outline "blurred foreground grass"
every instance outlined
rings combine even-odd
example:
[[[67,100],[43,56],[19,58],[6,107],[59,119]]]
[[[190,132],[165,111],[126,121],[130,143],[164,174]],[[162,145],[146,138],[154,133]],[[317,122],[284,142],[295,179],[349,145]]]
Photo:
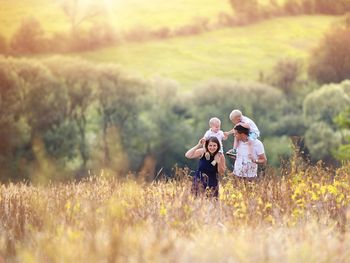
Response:
[[[146,184],[0,188],[6,262],[347,262],[350,165],[296,167],[259,182],[225,177],[219,201],[194,198],[187,171]]]

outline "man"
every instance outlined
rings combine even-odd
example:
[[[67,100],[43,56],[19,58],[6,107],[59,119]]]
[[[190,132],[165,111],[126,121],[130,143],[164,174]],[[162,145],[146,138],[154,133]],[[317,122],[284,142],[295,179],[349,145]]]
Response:
[[[258,164],[266,164],[264,145],[258,139],[251,141],[252,154],[250,154],[248,136],[249,125],[238,123],[235,127],[235,136],[240,141],[237,147],[237,156],[233,169],[233,174],[237,177],[256,178]]]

::::::

## Goal
Rescale the rows above by writing out every line of them, not only the answers. Multiply each polygon coordinate in the answers by 2.55 and round to whole numbers, halves up, keep every other number unchanged, and omit the pictures.

## The result
outline "blurred foreground grass"
every instance outlined
rings combine even-odd
example:
[[[67,100],[43,56],[19,58],[6,107],[59,119]]]
[[[190,132],[165,111],[126,121],[130,143],[164,174]],[[162,145],[146,138],[154,133]],[[317,122],[284,142],[295,179],[349,145]]]
Photo:
Response:
[[[372,469],[0,479],[15,668],[885,668],[893,421],[755,426],[660,464],[574,451],[558,513],[495,505],[477,436]]]

outline "man"
every instance outlined
rings combine even-odd
example:
[[[67,100],[43,56],[19,58],[6,107],[59,119]]]
[[[190,132],[165,111],[126,121],[130,143],[164,174]],[[162,145],[146,138],[154,133]],[[317,122],[284,142],[295,179],[349,145]]]
Response:
[[[658,418],[678,418],[673,370],[658,354],[640,360],[643,393],[638,393],[632,347],[635,319],[607,314],[599,324],[599,347],[612,360],[604,375],[604,398],[594,431],[594,444],[604,451],[653,454]]]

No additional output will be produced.